* Set problem
Please collect every line in the items below that contains the word "white". Case counts, so count only matches with identical capitalization.

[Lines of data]
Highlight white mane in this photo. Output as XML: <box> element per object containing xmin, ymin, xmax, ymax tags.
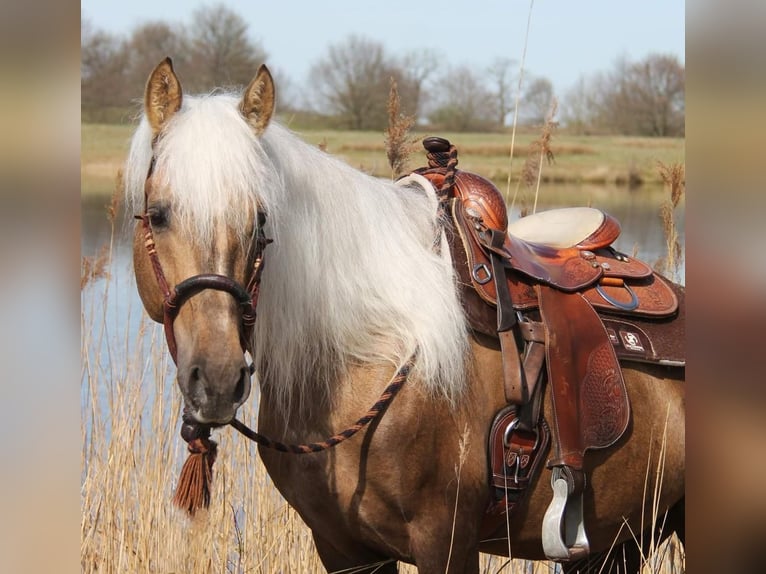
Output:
<box><xmin>125</xmin><ymin>94</ymin><xmax>468</xmax><ymax>414</ymax></box>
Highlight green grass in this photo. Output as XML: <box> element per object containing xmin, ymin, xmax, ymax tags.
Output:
<box><xmin>81</xmin><ymin>118</ymin><xmax>685</xmax><ymax>194</ymax></box>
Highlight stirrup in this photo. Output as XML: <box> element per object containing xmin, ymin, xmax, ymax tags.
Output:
<box><xmin>543</xmin><ymin>466</ymin><xmax>590</xmax><ymax>562</ymax></box>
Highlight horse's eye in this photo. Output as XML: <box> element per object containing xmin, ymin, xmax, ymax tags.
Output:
<box><xmin>146</xmin><ymin>205</ymin><xmax>169</xmax><ymax>229</ymax></box>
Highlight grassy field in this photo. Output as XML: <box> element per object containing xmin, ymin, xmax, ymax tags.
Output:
<box><xmin>81</xmin><ymin>118</ymin><xmax>684</xmax><ymax>194</ymax></box>
<box><xmin>81</xmin><ymin>262</ymin><xmax>684</xmax><ymax>574</ymax></box>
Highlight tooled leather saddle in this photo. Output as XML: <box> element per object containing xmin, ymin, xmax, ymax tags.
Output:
<box><xmin>415</xmin><ymin>137</ymin><xmax>684</xmax><ymax>561</ymax></box>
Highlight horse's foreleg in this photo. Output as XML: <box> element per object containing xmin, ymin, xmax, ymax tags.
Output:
<box><xmin>313</xmin><ymin>532</ymin><xmax>399</xmax><ymax>574</ymax></box>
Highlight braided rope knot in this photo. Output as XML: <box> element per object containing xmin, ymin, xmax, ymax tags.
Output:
<box><xmin>173</xmin><ymin>408</ymin><xmax>218</xmax><ymax>516</ymax></box>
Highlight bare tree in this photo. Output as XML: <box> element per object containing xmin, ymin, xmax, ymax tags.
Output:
<box><xmin>519</xmin><ymin>76</ymin><xmax>554</xmax><ymax>125</ymax></box>
<box><xmin>80</xmin><ymin>19</ymin><xmax>129</xmax><ymax>112</ymax></box>
<box><xmin>188</xmin><ymin>4</ymin><xmax>266</xmax><ymax>90</ymax></box>
<box><xmin>564</xmin><ymin>54</ymin><xmax>685</xmax><ymax>136</ymax></box>
<box><xmin>487</xmin><ymin>58</ymin><xmax>516</xmax><ymax>129</ymax></box>
<box><xmin>395</xmin><ymin>50</ymin><xmax>440</xmax><ymax>120</ymax></box>
<box><xmin>309</xmin><ymin>36</ymin><xmax>398</xmax><ymax>130</ymax></box>
<box><xmin>561</xmin><ymin>76</ymin><xmax>595</xmax><ymax>135</ymax></box>
<box><xmin>429</xmin><ymin>66</ymin><xmax>496</xmax><ymax>132</ymax></box>
<box><xmin>620</xmin><ymin>55</ymin><xmax>685</xmax><ymax>136</ymax></box>
<box><xmin>127</xmin><ymin>20</ymin><xmax>191</xmax><ymax>97</ymax></box>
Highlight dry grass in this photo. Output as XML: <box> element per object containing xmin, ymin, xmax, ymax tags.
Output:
<box><xmin>385</xmin><ymin>78</ymin><xmax>418</xmax><ymax>179</ymax></box>
<box><xmin>81</xmin><ymin>245</ymin><xmax>683</xmax><ymax>574</ymax></box>
<box><xmin>81</xmin><ymin>124</ymin><xmax>684</xmax><ymax>195</ymax></box>
<box><xmin>81</xmin><ymin>144</ymin><xmax>683</xmax><ymax>574</ymax></box>
<box><xmin>654</xmin><ymin>162</ymin><xmax>686</xmax><ymax>279</ymax></box>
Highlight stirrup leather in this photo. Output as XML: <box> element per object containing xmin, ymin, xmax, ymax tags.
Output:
<box><xmin>543</xmin><ymin>466</ymin><xmax>590</xmax><ymax>562</ymax></box>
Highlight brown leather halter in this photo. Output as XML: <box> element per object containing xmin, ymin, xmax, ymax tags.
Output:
<box><xmin>135</xmin><ymin>158</ymin><xmax>417</xmax><ymax>460</ymax></box>
<box><xmin>136</xmin><ymin>209</ymin><xmax>272</xmax><ymax>364</ymax></box>
<box><xmin>135</xmin><ymin>156</ymin><xmax>272</xmax><ymax>364</ymax></box>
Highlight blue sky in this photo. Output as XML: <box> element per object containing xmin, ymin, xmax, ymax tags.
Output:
<box><xmin>81</xmin><ymin>0</ymin><xmax>685</xmax><ymax>94</ymax></box>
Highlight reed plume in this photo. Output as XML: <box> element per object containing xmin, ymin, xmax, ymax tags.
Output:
<box><xmin>386</xmin><ymin>78</ymin><xmax>417</xmax><ymax>179</ymax></box>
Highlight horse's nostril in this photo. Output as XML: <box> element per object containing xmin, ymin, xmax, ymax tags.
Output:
<box><xmin>234</xmin><ymin>367</ymin><xmax>250</xmax><ymax>404</ymax></box>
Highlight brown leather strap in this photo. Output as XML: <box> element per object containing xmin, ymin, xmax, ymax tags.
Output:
<box><xmin>535</xmin><ymin>285</ymin><xmax>630</xmax><ymax>470</ymax></box>
<box><xmin>487</xmin><ymin>229</ymin><xmax>526</xmax><ymax>404</ymax></box>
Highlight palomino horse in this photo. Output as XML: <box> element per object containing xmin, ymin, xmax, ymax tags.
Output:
<box><xmin>125</xmin><ymin>59</ymin><xmax>684</xmax><ymax>573</ymax></box>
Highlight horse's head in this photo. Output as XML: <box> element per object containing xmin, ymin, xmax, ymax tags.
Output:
<box><xmin>131</xmin><ymin>58</ymin><xmax>274</xmax><ymax>424</ymax></box>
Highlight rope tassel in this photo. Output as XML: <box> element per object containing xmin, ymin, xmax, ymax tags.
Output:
<box><xmin>173</xmin><ymin>412</ymin><xmax>218</xmax><ymax>516</ymax></box>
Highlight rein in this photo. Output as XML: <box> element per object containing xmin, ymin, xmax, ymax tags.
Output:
<box><xmin>135</xmin><ymin>158</ymin><xmax>417</xmax><ymax>516</ymax></box>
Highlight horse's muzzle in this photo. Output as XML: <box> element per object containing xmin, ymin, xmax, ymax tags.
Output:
<box><xmin>163</xmin><ymin>273</ymin><xmax>255</xmax><ymax>364</ymax></box>
<box><xmin>163</xmin><ymin>274</ymin><xmax>255</xmax><ymax>425</ymax></box>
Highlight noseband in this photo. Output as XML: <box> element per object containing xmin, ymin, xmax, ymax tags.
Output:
<box><xmin>140</xmin><ymin>157</ymin><xmax>417</xmax><ymax>514</ymax></box>
<box><xmin>136</xmin><ymin>210</ymin><xmax>272</xmax><ymax>364</ymax></box>
<box><xmin>136</xmin><ymin>156</ymin><xmax>272</xmax><ymax>364</ymax></box>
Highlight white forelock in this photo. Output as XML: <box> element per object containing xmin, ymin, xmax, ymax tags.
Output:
<box><xmin>125</xmin><ymin>94</ymin><xmax>468</xmax><ymax>414</ymax></box>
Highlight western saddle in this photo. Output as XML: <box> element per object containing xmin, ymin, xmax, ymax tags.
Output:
<box><xmin>414</xmin><ymin>137</ymin><xmax>684</xmax><ymax>561</ymax></box>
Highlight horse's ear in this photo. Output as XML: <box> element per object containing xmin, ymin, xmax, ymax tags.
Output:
<box><xmin>144</xmin><ymin>58</ymin><xmax>183</xmax><ymax>136</ymax></box>
<box><xmin>239</xmin><ymin>64</ymin><xmax>274</xmax><ymax>135</ymax></box>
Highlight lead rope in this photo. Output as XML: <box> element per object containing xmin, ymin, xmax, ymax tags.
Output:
<box><xmin>170</xmin><ymin>142</ymin><xmax>450</xmax><ymax>516</ymax></box>
<box><xmin>173</xmin><ymin>352</ymin><xmax>417</xmax><ymax>516</ymax></box>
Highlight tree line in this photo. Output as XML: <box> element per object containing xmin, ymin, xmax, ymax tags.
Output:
<box><xmin>81</xmin><ymin>5</ymin><xmax>685</xmax><ymax>136</ymax></box>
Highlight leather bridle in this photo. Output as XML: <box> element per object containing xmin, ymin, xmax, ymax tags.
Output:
<box><xmin>135</xmin><ymin>158</ymin><xmax>272</xmax><ymax>364</ymax></box>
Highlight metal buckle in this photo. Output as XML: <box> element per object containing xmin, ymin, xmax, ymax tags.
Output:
<box><xmin>596</xmin><ymin>283</ymin><xmax>638</xmax><ymax>311</ymax></box>
<box><xmin>471</xmin><ymin>263</ymin><xmax>492</xmax><ymax>285</ymax></box>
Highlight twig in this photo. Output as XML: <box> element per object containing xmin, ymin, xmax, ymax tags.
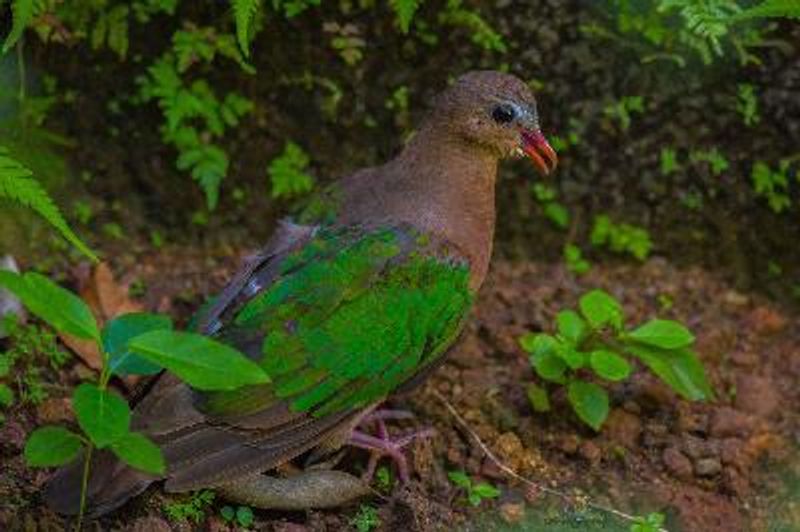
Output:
<box><xmin>431</xmin><ymin>390</ymin><xmax>669</xmax><ymax>532</ymax></box>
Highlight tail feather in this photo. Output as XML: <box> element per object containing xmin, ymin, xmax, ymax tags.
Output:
<box><xmin>43</xmin><ymin>451</ymin><xmax>159</xmax><ymax>517</ymax></box>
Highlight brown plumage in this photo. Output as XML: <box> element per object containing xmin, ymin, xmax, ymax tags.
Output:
<box><xmin>44</xmin><ymin>72</ymin><xmax>555</xmax><ymax>515</ymax></box>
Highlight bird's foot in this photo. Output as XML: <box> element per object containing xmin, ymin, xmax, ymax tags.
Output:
<box><xmin>348</xmin><ymin>410</ymin><xmax>436</xmax><ymax>484</ymax></box>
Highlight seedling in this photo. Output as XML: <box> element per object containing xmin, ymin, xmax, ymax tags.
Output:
<box><xmin>164</xmin><ymin>490</ymin><xmax>216</xmax><ymax>525</ymax></box>
<box><xmin>219</xmin><ymin>506</ymin><xmax>255</xmax><ymax>528</ymax></box>
<box><xmin>350</xmin><ymin>504</ymin><xmax>381</xmax><ymax>532</ymax></box>
<box><xmin>447</xmin><ymin>471</ymin><xmax>500</xmax><ymax>506</ymax></box>
<box><xmin>630</xmin><ymin>512</ymin><xmax>664</xmax><ymax>532</ymax></box>
<box><xmin>0</xmin><ymin>271</ymin><xmax>269</xmax><ymax>529</ymax></box>
<box><xmin>520</xmin><ymin>290</ymin><xmax>713</xmax><ymax>430</ymax></box>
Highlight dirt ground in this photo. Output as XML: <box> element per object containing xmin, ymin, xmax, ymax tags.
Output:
<box><xmin>0</xmin><ymin>243</ymin><xmax>800</xmax><ymax>532</ymax></box>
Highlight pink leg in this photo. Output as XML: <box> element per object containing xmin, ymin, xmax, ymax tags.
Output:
<box><xmin>348</xmin><ymin>410</ymin><xmax>435</xmax><ymax>483</ymax></box>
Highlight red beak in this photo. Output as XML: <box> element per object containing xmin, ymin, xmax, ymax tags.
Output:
<box><xmin>522</xmin><ymin>129</ymin><xmax>558</xmax><ymax>175</ymax></box>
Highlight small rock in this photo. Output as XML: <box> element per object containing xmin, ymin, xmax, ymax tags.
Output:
<box><xmin>500</xmin><ymin>502</ymin><xmax>525</xmax><ymax>524</ymax></box>
<box><xmin>604</xmin><ymin>408</ymin><xmax>642</xmax><ymax>449</ymax></box>
<box><xmin>694</xmin><ymin>458</ymin><xmax>722</xmax><ymax>477</ymax></box>
<box><xmin>710</xmin><ymin>406</ymin><xmax>753</xmax><ymax>438</ymax></box>
<box><xmin>735</xmin><ymin>375</ymin><xmax>780</xmax><ymax>418</ymax></box>
<box><xmin>578</xmin><ymin>440</ymin><xmax>603</xmax><ymax>465</ymax></box>
<box><xmin>129</xmin><ymin>515</ymin><xmax>172</xmax><ymax>532</ymax></box>
<box><xmin>662</xmin><ymin>447</ymin><xmax>692</xmax><ymax>480</ymax></box>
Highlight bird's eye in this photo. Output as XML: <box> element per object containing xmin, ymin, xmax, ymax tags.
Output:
<box><xmin>492</xmin><ymin>103</ymin><xmax>517</xmax><ymax>124</ymax></box>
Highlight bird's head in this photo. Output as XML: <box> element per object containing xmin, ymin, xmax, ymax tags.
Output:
<box><xmin>433</xmin><ymin>70</ymin><xmax>558</xmax><ymax>174</ymax></box>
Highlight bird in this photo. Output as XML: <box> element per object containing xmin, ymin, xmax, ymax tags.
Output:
<box><xmin>44</xmin><ymin>71</ymin><xmax>558</xmax><ymax>516</ymax></box>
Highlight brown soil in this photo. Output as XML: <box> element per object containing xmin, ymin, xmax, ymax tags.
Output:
<box><xmin>0</xmin><ymin>247</ymin><xmax>800</xmax><ymax>532</ymax></box>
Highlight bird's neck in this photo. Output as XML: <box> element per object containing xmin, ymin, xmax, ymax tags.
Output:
<box><xmin>377</xmin><ymin>127</ymin><xmax>498</xmax><ymax>289</ymax></box>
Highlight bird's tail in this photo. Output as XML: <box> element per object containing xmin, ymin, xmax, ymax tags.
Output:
<box><xmin>43</xmin><ymin>450</ymin><xmax>159</xmax><ymax>517</ymax></box>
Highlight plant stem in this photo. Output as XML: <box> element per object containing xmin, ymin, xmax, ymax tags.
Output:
<box><xmin>75</xmin><ymin>442</ymin><xmax>94</xmax><ymax>532</ymax></box>
<box><xmin>17</xmin><ymin>38</ymin><xmax>26</xmax><ymax>106</ymax></box>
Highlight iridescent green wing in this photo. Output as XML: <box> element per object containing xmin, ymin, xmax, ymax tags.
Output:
<box><xmin>204</xmin><ymin>223</ymin><xmax>473</xmax><ymax>418</ymax></box>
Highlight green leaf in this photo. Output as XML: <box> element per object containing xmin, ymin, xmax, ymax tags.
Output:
<box><xmin>219</xmin><ymin>506</ymin><xmax>236</xmax><ymax>523</ymax></box>
<box><xmin>626</xmin><ymin>344</ymin><xmax>714</xmax><ymax>401</ymax></box>
<box><xmin>102</xmin><ymin>312</ymin><xmax>172</xmax><ymax>375</ymax></box>
<box><xmin>472</xmin><ymin>482</ymin><xmax>500</xmax><ymax>499</ymax></box>
<box><xmin>72</xmin><ymin>383</ymin><xmax>131</xmax><ymax>449</ymax></box>
<box><xmin>111</xmin><ymin>432</ymin><xmax>166</xmax><ymax>475</ymax></box>
<box><xmin>25</xmin><ymin>426</ymin><xmax>83</xmax><ymax>467</ymax></box>
<box><xmin>556</xmin><ymin>343</ymin><xmax>588</xmax><ymax>369</ymax></box>
<box><xmin>0</xmin><ymin>270</ymin><xmax>100</xmax><ymax>340</ymax></box>
<box><xmin>526</xmin><ymin>384</ymin><xmax>550</xmax><ymax>412</ymax></box>
<box><xmin>389</xmin><ymin>0</ymin><xmax>422</xmax><ymax>33</ymax></box>
<box><xmin>447</xmin><ymin>471</ymin><xmax>472</xmax><ymax>489</ymax></box>
<box><xmin>589</xmin><ymin>349</ymin><xmax>631</xmax><ymax>381</ymax></box>
<box><xmin>579</xmin><ymin>290</ymin><xmax>622</xmax><ymax>330</ymax></box>
<box><xmin>3</xmin><ymin>0</ymin><xmax>41</xmax><ymax>54</ymax></box>
<box><xmin>567</xmin><ymin>381</ymin><xmax>608</xmax><ymax>430</ymax></box>
<box><xmin>0</xmin><ymin>383</ymin><xmax>14</xmax><ymax>408</ymax></box>
<box><xmin>128</xmin><ymin>330</ymin><xmax>270</xmax><ymax>390</ymax></box>
<box><xmin>628</xmin><ymin>319</ymin><xmax>694</xmax><ymax>349</ymax></box>
<box><xmin>530</xmin><ymin>334</ymin><xmax>567</xmax><ymax>383</ymax></box>
<box><xmin>0</xmin><ymin>147</ymin><xmax>98</xmax><ymax>262</ymax></box>
<box><xmin>236</xmin><ymin>506</ymin><xmax>255</xmax><ymax>528</ymax></box>
<box><xmin>231</xmin><ymin>0</ymin><xmax>261</xmax><ymax>57</ymax></box>
<box><xmin>556</xmin><ymin>310</ymin><xmax>586</xmax><ymax>345</ymax></box>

* Result of the task
Highlight white mane in this photo. Output as XML: <box> element per object containing xmin, ymin, xmax, ymax tags.
Highlight white forelock in this photo. Output as XML: <box> element per object containing xmin, ymin, xmax, ymax tags.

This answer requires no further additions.